**Document text**
The researcher is trying to see connections that greatly share links between both
the texts in many aspects and proves the texts worthy for reinterpreting.
Keywords-
Feminism, Gynocriticism, Phallocentrism, Gender, Body.
GYNOCENTRICISM AND PHALLOCENTRICISM: A STUDY OF
MARY SHELLEY’S “FRANKENSTEIN” AND BUCHI EMCHETA’S “THE JOYS OF MOTHERHOOD”
INTRODUCTION
The foundation stones of
contemporary Feminism is said to have remained in Mary Wollstonecraft’s “A
Vindication of the Rights of Woman” from there to “A Room of one’s Own” by
Virginia Woolf who is considered as the pioneer feminists who challenges the
patriarchal ideologies brought out the central element of Feminism.
Modern feminism can be
assumed to be more focusing on the politics of gender and politics of
language. In fact, modern feminists have deconstructed the narrative discourse
of the way of a male portraying a female and the appropriation of ‘male
language’ which can be justified in the ‘female language’ that empowers the
voices of contemporary women. Being aware of the need for establishing a
different way of thinking against all forms of oppression including the
feminine repression by the phallocentric structures, early feminist critics and
scholars focused mainly on disrupting culturally essentialist binaries and
advocating gender equality in all domains of life. However, realizing that the
language itself was the reason for the systematic deprivation of women, they
centered their ideas on deconstructing gender differences in the language during the 1970s. (Nazlıpınar)
This assignment aims to bring
out the contributions made by the earlier researchers on feminism and to add a novel hypothesis with a fresh thought in the area of gynocentrism and phallocentrism.

(Records from a data source)
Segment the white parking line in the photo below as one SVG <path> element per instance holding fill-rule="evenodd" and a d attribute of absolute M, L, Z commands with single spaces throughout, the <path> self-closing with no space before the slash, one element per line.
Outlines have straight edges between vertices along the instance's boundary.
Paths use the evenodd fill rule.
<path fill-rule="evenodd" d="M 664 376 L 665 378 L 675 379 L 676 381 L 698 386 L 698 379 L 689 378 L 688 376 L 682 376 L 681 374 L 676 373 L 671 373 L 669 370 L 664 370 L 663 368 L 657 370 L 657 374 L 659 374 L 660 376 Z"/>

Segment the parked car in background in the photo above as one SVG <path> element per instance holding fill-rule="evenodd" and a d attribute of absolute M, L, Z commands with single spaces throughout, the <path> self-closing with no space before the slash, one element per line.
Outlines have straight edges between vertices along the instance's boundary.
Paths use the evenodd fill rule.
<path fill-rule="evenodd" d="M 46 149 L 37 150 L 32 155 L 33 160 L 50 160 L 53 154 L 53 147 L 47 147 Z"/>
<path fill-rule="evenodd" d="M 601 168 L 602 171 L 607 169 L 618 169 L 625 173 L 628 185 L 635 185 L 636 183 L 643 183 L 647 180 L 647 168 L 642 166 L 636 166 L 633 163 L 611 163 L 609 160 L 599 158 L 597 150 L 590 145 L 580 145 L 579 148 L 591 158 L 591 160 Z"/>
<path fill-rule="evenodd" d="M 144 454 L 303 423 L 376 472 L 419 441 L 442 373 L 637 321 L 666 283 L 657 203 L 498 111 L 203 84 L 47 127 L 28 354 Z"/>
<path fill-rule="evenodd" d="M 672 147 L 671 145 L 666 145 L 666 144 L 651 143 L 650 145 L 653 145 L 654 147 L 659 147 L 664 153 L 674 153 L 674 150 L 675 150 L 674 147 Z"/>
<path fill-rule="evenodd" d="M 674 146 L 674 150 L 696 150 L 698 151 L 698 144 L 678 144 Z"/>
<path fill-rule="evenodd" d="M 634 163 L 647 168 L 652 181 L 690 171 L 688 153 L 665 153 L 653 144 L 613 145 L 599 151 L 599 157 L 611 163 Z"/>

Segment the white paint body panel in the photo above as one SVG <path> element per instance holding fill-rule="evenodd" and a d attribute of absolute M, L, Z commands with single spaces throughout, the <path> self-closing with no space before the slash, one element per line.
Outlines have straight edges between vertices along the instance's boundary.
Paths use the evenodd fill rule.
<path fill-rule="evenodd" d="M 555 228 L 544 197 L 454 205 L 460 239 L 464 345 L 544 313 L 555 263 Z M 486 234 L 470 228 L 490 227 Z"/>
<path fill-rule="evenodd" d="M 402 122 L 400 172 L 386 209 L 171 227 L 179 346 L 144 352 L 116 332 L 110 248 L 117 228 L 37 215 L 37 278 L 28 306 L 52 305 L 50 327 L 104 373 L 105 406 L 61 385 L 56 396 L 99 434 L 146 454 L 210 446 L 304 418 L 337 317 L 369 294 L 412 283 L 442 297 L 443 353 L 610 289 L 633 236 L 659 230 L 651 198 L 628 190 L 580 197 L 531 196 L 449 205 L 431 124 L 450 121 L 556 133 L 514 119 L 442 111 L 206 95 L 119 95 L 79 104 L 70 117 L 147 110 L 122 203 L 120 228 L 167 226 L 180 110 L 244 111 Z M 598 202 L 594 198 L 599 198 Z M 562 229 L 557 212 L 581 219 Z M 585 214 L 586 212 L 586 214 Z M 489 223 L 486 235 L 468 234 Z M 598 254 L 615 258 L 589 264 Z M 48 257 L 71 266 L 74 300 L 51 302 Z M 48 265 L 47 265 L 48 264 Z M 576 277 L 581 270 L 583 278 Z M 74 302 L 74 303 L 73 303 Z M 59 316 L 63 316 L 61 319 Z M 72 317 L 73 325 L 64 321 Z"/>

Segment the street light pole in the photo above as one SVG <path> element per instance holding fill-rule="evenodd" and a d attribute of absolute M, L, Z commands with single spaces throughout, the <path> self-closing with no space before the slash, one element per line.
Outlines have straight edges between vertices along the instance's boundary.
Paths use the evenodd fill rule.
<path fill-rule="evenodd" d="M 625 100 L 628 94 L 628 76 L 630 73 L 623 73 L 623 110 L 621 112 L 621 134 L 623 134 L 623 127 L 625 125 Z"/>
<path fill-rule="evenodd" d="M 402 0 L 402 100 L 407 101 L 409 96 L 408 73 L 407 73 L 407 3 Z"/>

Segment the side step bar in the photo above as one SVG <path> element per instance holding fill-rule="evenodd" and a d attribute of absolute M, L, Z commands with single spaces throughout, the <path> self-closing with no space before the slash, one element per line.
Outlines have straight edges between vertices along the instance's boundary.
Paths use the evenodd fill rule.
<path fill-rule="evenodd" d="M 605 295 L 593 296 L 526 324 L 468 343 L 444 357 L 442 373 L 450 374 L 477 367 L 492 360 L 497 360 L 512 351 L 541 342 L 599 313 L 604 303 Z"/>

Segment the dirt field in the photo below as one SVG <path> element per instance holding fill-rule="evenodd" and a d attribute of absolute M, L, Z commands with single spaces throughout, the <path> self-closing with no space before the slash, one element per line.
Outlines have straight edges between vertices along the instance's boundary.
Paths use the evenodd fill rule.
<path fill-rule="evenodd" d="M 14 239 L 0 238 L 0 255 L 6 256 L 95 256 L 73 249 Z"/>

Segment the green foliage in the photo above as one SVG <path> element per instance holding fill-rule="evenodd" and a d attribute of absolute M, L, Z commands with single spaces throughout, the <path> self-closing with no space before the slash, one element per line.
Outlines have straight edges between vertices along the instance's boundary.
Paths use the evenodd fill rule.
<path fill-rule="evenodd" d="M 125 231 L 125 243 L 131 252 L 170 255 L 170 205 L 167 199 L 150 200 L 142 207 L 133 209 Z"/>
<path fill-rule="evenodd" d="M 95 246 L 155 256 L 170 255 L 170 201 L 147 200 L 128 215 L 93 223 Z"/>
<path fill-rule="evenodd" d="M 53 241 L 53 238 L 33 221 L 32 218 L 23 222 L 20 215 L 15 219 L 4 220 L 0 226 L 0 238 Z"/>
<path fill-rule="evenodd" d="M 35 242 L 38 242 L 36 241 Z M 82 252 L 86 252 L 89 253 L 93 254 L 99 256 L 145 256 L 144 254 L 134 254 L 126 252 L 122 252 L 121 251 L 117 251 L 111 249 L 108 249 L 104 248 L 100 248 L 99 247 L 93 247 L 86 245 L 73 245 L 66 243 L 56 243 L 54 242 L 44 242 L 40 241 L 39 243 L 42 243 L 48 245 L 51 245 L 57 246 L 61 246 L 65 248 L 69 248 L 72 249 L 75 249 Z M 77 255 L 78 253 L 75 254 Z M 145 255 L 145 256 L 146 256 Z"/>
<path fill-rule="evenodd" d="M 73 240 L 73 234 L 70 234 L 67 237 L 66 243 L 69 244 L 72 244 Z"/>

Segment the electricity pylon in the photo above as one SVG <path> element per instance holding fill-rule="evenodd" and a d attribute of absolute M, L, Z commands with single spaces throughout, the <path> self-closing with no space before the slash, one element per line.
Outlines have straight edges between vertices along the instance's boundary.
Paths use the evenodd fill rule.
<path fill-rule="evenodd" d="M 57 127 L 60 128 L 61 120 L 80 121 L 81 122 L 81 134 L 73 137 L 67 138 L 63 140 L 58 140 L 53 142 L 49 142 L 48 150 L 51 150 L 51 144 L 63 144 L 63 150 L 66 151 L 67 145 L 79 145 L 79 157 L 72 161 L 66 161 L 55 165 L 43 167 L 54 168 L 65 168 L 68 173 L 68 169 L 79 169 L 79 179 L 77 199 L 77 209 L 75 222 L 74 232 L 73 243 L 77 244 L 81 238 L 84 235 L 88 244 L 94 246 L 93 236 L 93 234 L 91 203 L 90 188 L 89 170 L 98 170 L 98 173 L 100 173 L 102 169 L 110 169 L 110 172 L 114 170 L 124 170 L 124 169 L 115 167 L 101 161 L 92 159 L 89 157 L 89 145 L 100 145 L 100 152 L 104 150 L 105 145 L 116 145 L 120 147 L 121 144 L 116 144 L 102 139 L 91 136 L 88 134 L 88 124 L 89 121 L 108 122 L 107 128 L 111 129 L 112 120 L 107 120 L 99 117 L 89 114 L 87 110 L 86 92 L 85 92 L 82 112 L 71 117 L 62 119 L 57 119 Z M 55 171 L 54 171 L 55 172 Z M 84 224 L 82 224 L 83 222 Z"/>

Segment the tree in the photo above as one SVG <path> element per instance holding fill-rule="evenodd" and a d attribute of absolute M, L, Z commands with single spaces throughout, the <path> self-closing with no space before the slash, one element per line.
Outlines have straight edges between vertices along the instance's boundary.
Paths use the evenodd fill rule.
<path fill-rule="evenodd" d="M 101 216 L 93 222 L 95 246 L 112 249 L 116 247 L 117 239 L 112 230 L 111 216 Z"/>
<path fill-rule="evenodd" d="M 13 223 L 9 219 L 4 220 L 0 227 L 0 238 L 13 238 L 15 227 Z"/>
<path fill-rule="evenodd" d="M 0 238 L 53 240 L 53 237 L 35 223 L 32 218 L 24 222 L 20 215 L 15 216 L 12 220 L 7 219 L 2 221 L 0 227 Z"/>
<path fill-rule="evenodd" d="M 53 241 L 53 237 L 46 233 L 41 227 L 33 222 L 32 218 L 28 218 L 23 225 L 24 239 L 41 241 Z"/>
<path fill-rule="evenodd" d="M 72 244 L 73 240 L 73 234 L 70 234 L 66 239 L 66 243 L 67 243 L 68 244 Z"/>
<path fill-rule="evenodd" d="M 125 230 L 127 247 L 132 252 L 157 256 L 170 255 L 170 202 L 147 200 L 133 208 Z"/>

**Directives**
1. Quote the feminism passage from "The researcher is" up to and including "Phallocentrism, Gender, Body.".
2. Rewrite the listing from its start up to and including the line with "664 376 L 665", replacing "white parking line" with "painted parking stripe" and leaving everything else unchanged.

**Answers by task**
1.
The researcher is trying to see connections that greatly share links between both
the texts in many aspects and proves the texts worthy for reinterpreting.
Keywords-
Feminism, Gynocriticism, Phallocentrism, Gender, Body.

2.
Segment the painted parking stripe in the photo below as one SVG <path> element per instance holding fill-rule="evenodd" and a d attribute of absolute M, L, Z commands with single spaces throughout, the <path> self-closing with no space before the slash, one element per line.
Outlines have straight edges between vertices along the instance's boundary.
Paths use the evenodd fill rule.
<path fill-rule="evenodd" d="M 664 376 L 665 378 L 675 379 L 676 381 L 698 386 L 698 379 L 689 378 L 688 376 L 682 376 L 681 374 L 676 373 L 671 373 L 669 370 L 664 370 L 663 368 L 657 370 L 657 374 L 659 374 L 660 376 Z"/>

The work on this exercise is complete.